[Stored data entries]
__________

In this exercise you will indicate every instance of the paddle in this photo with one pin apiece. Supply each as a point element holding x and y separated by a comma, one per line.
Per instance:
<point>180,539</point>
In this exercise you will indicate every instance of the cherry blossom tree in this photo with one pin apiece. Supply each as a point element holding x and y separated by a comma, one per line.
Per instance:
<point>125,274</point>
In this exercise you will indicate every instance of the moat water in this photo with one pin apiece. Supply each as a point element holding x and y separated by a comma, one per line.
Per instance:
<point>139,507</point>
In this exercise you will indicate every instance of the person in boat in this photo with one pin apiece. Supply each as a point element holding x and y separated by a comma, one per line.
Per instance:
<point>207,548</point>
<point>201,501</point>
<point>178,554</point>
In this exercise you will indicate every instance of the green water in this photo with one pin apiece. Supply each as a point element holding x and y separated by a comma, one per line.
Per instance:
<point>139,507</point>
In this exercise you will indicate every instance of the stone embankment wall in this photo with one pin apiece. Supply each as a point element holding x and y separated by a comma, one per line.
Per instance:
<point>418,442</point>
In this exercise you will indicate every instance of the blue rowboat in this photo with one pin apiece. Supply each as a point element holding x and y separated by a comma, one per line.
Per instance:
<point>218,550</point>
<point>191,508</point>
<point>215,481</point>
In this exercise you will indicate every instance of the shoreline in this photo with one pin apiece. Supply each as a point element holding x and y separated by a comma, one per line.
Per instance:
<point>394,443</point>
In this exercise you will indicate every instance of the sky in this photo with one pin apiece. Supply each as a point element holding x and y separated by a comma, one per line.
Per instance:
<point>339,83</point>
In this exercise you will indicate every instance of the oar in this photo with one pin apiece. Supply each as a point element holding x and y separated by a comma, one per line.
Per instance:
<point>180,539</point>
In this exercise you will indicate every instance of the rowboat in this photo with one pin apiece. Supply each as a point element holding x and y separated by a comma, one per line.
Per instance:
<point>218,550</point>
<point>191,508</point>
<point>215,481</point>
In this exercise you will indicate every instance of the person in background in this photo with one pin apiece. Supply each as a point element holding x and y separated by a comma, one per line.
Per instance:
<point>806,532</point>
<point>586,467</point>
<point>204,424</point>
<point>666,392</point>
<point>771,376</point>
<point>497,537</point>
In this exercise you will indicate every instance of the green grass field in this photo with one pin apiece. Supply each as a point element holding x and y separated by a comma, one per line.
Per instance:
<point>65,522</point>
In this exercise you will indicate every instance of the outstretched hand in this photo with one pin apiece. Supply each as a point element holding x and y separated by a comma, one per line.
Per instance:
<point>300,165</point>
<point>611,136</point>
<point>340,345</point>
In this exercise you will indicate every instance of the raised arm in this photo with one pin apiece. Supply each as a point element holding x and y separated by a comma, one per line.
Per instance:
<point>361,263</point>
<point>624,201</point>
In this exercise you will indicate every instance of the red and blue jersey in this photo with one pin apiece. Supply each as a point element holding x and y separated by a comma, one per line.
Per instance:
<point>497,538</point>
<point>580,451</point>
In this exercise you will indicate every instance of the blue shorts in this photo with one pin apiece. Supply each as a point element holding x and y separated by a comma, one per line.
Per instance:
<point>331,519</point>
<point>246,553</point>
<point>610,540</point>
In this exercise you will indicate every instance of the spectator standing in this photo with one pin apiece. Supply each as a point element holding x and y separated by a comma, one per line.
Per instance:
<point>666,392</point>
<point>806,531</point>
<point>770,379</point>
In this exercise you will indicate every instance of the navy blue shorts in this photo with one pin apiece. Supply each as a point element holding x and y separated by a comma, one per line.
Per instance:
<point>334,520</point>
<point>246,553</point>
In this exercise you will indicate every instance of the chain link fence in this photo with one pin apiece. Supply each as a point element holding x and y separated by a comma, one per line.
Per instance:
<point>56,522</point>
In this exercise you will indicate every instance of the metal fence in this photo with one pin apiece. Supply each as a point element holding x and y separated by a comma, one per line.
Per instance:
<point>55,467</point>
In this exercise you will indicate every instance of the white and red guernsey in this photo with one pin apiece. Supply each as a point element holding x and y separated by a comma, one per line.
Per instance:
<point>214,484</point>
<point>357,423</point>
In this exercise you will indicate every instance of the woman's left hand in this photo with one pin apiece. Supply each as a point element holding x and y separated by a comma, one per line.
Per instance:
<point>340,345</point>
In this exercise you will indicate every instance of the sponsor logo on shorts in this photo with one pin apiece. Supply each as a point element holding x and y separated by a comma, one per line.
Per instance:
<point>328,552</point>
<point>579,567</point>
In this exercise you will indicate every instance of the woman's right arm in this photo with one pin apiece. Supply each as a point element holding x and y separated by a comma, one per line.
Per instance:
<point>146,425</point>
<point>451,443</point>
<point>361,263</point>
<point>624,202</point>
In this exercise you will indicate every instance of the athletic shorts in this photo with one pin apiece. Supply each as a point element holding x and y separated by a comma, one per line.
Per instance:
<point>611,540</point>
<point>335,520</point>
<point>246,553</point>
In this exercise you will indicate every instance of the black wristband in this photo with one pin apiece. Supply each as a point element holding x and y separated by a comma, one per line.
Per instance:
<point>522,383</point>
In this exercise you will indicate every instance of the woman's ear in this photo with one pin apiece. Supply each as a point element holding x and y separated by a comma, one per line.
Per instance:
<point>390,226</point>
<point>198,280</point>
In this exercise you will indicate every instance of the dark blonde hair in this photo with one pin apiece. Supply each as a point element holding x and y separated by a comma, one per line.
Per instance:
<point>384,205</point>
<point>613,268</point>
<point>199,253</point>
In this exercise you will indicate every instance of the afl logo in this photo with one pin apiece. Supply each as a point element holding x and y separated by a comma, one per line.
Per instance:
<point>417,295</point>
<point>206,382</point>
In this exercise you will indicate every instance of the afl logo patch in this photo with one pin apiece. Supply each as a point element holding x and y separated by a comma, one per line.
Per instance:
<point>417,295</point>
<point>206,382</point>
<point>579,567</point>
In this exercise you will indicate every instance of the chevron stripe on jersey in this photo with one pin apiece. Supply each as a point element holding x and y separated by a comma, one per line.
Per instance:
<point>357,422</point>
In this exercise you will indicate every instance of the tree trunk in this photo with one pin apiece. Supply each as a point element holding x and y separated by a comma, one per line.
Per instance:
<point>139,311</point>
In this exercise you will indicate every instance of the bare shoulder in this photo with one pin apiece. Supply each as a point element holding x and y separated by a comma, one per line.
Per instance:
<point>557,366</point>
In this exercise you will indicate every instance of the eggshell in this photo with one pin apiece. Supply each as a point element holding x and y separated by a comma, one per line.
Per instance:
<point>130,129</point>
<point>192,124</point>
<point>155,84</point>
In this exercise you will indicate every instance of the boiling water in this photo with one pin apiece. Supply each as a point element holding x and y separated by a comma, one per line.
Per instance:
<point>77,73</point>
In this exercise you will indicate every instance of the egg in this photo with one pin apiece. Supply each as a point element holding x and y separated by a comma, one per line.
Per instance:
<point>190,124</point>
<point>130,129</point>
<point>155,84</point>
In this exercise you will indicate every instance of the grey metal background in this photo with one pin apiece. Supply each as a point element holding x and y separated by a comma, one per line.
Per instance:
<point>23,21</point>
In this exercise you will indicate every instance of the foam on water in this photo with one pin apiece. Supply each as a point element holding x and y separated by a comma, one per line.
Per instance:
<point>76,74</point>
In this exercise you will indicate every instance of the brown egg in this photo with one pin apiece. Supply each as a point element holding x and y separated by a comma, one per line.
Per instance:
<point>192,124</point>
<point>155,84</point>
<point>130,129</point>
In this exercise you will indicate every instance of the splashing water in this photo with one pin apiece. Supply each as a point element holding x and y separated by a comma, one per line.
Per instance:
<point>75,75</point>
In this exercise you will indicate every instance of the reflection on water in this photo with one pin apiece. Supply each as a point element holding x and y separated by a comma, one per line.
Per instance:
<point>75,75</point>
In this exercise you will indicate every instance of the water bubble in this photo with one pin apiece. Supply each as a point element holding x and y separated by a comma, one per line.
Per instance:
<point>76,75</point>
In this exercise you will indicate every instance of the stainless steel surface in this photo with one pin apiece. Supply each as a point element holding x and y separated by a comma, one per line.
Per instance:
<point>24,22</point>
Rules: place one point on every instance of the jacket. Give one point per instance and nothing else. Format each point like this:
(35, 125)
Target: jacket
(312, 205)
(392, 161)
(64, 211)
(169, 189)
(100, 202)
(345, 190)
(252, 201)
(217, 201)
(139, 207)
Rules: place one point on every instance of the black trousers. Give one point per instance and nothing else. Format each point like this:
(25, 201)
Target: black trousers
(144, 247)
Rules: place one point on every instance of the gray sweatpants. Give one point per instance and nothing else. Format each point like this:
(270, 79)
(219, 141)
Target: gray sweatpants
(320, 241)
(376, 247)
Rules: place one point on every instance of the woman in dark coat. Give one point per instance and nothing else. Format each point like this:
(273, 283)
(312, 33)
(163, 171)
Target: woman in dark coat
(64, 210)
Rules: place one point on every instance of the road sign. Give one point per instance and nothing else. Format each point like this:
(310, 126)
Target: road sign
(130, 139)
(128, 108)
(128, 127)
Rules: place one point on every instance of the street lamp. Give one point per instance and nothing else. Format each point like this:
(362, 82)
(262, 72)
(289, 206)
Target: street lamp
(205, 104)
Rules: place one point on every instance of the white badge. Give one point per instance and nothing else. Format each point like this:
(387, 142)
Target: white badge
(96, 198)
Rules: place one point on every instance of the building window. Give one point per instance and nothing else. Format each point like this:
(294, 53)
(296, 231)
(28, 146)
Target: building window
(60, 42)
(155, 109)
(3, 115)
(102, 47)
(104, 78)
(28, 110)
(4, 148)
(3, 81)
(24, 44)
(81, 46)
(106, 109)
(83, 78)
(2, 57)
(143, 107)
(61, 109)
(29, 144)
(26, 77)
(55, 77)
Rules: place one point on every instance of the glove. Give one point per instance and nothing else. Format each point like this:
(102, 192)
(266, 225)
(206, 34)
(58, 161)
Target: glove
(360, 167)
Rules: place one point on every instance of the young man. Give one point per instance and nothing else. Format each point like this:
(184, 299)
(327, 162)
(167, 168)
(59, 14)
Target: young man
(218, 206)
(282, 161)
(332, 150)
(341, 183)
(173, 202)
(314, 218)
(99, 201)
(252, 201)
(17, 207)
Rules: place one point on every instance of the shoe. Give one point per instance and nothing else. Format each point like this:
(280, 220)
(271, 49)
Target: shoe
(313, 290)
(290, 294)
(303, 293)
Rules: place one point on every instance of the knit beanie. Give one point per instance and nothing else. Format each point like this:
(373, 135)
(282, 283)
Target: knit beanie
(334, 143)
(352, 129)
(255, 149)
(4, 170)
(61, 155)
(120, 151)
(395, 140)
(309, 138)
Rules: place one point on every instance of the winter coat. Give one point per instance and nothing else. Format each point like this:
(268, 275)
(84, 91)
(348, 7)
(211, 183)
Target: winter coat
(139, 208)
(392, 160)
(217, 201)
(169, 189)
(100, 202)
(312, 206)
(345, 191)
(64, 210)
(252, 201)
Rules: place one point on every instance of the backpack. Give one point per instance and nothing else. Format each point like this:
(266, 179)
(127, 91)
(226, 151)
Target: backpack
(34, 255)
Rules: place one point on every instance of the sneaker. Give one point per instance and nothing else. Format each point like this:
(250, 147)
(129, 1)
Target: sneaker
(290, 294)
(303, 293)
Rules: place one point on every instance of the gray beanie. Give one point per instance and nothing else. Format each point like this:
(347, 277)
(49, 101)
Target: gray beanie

__________

**Assignment:**
The required output is the lines from the one holding "Rules: place one point on every instance of the gray beanie." through the last line of the entries above, copied exactly.

**Output for this exercise:**
Rules: place one point on every instance of the gray beanie. Give one point per instance and nothing else. Format each point like this:
(347, 277)
(49, 101)
Target: gray beanie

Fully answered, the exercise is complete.